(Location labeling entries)
····················
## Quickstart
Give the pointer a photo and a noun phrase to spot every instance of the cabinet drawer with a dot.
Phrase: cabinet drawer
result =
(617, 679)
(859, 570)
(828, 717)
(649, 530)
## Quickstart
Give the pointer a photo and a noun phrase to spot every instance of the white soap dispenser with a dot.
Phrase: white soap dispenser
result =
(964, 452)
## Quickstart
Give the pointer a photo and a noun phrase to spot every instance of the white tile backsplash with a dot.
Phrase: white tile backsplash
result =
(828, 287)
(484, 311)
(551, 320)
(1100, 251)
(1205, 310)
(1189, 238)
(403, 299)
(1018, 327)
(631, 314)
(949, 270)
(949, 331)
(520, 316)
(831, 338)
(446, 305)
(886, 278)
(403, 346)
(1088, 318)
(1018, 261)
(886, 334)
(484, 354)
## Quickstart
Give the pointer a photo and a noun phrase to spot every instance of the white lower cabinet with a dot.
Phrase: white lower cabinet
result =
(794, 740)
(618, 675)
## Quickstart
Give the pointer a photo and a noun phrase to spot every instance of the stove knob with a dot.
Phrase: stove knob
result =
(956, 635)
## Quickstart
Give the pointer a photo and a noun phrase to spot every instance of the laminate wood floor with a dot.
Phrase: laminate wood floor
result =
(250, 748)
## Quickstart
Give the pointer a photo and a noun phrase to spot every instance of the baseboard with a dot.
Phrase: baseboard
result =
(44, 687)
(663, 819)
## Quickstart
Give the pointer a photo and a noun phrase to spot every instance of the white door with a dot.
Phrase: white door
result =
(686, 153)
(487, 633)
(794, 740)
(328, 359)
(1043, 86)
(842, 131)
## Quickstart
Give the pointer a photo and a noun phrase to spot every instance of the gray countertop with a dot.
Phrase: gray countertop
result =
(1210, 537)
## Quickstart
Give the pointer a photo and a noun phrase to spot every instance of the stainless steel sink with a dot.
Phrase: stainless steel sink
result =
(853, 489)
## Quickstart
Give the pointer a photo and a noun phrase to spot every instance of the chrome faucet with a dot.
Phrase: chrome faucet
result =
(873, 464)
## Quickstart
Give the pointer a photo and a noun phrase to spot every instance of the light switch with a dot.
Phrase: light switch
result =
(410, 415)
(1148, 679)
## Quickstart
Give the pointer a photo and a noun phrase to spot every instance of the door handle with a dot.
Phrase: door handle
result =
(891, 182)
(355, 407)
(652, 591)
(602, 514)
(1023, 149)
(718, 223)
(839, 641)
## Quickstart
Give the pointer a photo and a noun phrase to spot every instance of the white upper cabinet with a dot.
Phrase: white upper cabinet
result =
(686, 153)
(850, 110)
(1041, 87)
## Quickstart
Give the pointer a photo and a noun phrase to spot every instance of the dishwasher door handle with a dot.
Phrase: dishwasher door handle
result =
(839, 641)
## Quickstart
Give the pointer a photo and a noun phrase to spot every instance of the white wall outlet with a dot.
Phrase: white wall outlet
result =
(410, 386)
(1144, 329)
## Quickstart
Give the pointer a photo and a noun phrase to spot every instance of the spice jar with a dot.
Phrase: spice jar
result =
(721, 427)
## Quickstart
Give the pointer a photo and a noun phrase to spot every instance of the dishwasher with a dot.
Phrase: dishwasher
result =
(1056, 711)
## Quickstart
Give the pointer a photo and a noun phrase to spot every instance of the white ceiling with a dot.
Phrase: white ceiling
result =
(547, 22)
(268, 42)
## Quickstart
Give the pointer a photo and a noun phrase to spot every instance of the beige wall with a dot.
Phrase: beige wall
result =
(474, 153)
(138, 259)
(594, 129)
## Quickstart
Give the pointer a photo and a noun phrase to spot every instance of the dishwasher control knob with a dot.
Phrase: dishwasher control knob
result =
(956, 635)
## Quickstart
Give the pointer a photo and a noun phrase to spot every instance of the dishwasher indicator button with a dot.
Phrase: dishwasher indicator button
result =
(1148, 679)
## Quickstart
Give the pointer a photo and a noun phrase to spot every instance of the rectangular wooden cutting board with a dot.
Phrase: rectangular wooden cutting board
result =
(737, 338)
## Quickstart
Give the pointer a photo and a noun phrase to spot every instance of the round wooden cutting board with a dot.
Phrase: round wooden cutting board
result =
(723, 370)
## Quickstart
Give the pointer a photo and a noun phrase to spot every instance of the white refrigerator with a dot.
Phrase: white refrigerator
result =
····················
■ AIM
Which lines of the entries contain the word "round"? Identify each one and copy it in full, treating uppercase and lowercase as different.

■ RESULT BELOW
Give the pointer a photo and a noun phrase to spot every instance of the round wooden cutting board with a dot.
Phrase: round wooden cutting board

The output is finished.